**Instructions to follow**
Copy the records below exactly as they are written.

**Available data**
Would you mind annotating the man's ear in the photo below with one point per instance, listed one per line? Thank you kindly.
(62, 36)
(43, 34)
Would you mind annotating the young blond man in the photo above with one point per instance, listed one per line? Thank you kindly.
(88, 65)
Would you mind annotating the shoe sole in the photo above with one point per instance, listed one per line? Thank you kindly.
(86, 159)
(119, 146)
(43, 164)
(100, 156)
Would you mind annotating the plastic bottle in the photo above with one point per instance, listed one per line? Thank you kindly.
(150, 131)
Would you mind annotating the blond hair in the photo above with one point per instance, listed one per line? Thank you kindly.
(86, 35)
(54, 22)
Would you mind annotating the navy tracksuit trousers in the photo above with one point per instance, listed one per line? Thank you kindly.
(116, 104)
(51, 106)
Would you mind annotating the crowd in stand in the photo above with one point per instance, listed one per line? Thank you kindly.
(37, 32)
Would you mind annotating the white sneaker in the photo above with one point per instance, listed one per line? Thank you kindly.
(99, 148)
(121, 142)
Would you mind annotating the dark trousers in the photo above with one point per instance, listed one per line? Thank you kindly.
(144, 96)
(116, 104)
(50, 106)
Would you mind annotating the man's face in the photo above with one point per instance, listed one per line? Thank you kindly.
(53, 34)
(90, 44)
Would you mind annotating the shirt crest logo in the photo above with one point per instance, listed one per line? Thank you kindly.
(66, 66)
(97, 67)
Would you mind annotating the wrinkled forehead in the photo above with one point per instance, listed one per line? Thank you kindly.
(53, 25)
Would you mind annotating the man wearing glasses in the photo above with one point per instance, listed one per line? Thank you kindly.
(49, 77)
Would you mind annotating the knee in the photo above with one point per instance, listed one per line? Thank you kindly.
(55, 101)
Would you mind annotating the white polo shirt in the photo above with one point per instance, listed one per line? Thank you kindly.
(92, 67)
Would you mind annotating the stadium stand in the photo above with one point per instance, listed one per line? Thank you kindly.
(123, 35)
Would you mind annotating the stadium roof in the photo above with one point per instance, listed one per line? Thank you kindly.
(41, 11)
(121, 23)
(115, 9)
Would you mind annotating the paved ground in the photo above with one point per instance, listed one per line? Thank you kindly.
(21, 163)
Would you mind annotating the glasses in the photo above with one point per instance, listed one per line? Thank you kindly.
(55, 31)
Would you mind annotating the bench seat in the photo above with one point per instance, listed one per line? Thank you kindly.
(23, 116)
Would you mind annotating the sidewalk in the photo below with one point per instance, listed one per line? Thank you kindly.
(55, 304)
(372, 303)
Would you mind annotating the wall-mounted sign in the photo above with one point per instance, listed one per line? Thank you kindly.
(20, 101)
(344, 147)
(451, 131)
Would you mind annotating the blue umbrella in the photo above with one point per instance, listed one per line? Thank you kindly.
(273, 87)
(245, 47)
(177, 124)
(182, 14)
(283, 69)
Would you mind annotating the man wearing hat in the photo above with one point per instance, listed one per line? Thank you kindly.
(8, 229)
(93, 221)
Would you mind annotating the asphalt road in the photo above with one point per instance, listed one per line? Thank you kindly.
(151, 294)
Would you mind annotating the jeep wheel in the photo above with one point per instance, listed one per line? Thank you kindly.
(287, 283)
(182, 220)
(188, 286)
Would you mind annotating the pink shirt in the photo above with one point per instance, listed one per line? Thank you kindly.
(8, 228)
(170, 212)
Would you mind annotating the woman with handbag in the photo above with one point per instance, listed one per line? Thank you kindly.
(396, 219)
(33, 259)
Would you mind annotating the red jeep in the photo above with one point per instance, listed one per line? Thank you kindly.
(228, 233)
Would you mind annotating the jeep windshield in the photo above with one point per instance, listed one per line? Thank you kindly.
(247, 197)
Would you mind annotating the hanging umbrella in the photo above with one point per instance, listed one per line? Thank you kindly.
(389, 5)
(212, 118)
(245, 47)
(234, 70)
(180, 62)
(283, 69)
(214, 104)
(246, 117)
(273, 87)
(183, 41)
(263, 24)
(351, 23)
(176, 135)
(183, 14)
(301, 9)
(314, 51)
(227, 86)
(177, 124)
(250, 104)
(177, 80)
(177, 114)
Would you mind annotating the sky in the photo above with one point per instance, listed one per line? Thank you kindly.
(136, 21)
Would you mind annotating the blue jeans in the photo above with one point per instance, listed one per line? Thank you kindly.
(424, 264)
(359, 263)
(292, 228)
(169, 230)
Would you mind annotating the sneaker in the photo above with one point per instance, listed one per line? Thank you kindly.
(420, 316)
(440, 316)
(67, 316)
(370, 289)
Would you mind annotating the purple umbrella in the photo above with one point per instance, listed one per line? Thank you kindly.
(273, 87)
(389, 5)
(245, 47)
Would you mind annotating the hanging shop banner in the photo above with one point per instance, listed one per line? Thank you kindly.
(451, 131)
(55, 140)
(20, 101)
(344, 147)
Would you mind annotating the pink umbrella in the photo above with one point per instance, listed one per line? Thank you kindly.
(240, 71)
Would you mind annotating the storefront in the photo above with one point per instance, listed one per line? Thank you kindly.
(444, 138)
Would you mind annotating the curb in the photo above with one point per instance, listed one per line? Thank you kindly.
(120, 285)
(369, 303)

**Answer in full**
Would you mind annotating the man's ear in the photo below with one point per instance, listed one per line? Thank you kindly.
(62, 36)
(43, 34)
Would you mind annotating the young blond man in the photo above with one point per instance, listed one per line? Thank you kindly.
(88, 65)
Would you mind annotating the shoe sole in the photo above with one point per instance, listed one per line? Thank you kindly.
(86, 159)
(119, 146)
(43, 164)
(100, 156)
Would you mind annotating the plastic bottle in the photo above with one point per instance, listed one per line? Thank you kindly.
(150, 131)
Would you mind annotating the blond hair in the photo above with one point per instance, listed one per line? Thank you kindly.
(86, 35)
(54, 22)
Would you mind annotating the navy tracksuit trousers in the photo above with one point per instance, listed one per line? Thank you kindly.
(116, 104)
(51, 106)
Would you mind annotating the crowd in stand in the photo above with one point per instance, listed one per line? Thank you kindly.
(37, 32)
Would you mind annotating the white sneaker in the photo above with one point per instance, listed one per line? Thank you kindly.
(99, 148)
(121, 142)
Would you mind annotating the dark trousers in the photo above with one point per instance, listed one per line? Thank you kindly.
(144, 96)
(116, 104)
(50, 106)
Would you mind annotating the man's face in the photo above with one point per instance, listed one per line? Thank you kindly.
(53, 34)
(90, 44)
Would you mind annotating the shirt crest logo in the photo above with one point per instance, listed one per line? Thank you kindly.
(66, 66)
(97, 67)
Would you mind annotating the wrinkled forehead in the photo above with one point per instance, listed one per line? Thank you kindly.
(53, 25)
Would you mind annotating the man wearing glasses in the photo above with one point per instance, listed one per line? Thank you kindly.
(49, 77)
Would you mind annotating the knee in the photo above with one point per instance, listed one per line? Thank you kindly.
(55, 101)
Would you mind annotating the white polo shirt in the photo above with one point per instance, listed one per line? Thank you kindly.
(92, 67)
Would you mind annotating the stadium stand in the photo above with one point per instance, listed one per line? Thank you kindly.
(123, 35)
Would you mind annotating the stadium roof in the photo above with one point per instance, listed one per line? Thank you kindly.
(41, 11)
(121, 23)
(115, 9)
Would you mind annotating the paved ground in the photo above with one point per instance, listed one per line? Thank you kindly.
(21, 163)
Would you mind annotating the glasses in the photo above with one point per instance, listed one per line? Thank you kindly.
(55, 31)
Would you mind annotating the bench seat in the photo above with one point per instance, listed one per line? Thank you kindly.
(23, 116)
Would you mind annotating the sidewalk in the photo below with one point per instance, listed one per line? Thank you kindly.
(55, 304)
(372, 303)
Would you mind annotating the wall-mounted sign in the photo above with one point per instance, listed one per line? Thank you kindly.
(20, 101)
(344, 147)
(451, 131)
Would you mind annotating the blue umbrella in the photo above with one point per instance, listed one per line? Thank you kindly.
(273, 87)
(245, 47)
(177, 124)
(182, 14)
(283, 69)
Would you mind annotating the man wearing hat in the photo above with one point per instance, listed one per line? Thank you kindly.
(8, 229)
(93, 221)
Would you mind annotating the asphalt road in the photo above with one point per instance, listed one per line? Thank you kindly.
(151, 294)
Would you mind annotating the jeep wheel in the photo above with one point per instance, listed one per line? Thank you kindly.
(287, 283)
(182, 220)
(188, 286)
Would you mind annotating the pink shirt in the photo above with one point per instance, listed one per line? Thank you kindly.
(8, 228)
(170, 212)
Would you mind annotating the woman with handbag in the photo above with one point per instance, listed one per line? Thank you kindly.
(396, 219)
(33, 259)
Would you mind annotating the red jeep in the photo above with one point per instance, listed one per line? Thank you kindly.
(228, 233)
Would you mind annotating the jeep windshield in the photo above with one point per instance, listed one per line? Thank you kindly.
(247, 197)
Would you mind annotating the hanging umbrella in the photo above with one point per instance, listed one per line? Thank you kindly.
(389, 5)
(212, 118)
(245, 47)
(234, 70)
(180, 62)
(283, 69)
(214, 104)
(246, 117)
(273, 87)
(183, 41)
(263, 24)
(351, 23)
(176, 135)
(183, 14)
(301, 9)
(314, 51)
(227, 86)
(177, 124)
(250, 104)
(177, 80)
(177, 114)
Would you mind annotating the sky in the photo above with one point per instance, listed one per line? Thank you kindly.
(136, 21)
Would you mind annotating the blue jeans in the photo above with one point per instance, listed one per line? Thank you kindly.
(424, 264)
(359, 263)
(292, 228)
(169, 230)
Would you mind annotating the sneaker in the photo above with one point per instance, listed one per line? Thank you kindly.
(420, 316)
(440, 316)
(67, 316)
(370, 289)
Would you mind annotating the purple umbrella in the photo above with one point per instance, listed one per line? Thank you kindly.
(273, 87)
(389, 5)
(245, 47)
Would you mind annotating the hanging shop banner in the photo above with one point per instance, listed one per line? Thank you kindly.
(451, 131)
(55, 140)
(20, 101)
(344, 147)
Would you mind annotating the pink umbrella in the photo above with one point per instance, listed one per line? Thank you kindly.
(240, 71)
Would you mind annotating the storefront in the photo above with one point per instance, listed one per line? Thank you kindly.
(444, 138)
Would you mind annotating the curb in the photo above with one point per instance, listed one per line? Thank you kindly.
(120, 285)
(369, 303)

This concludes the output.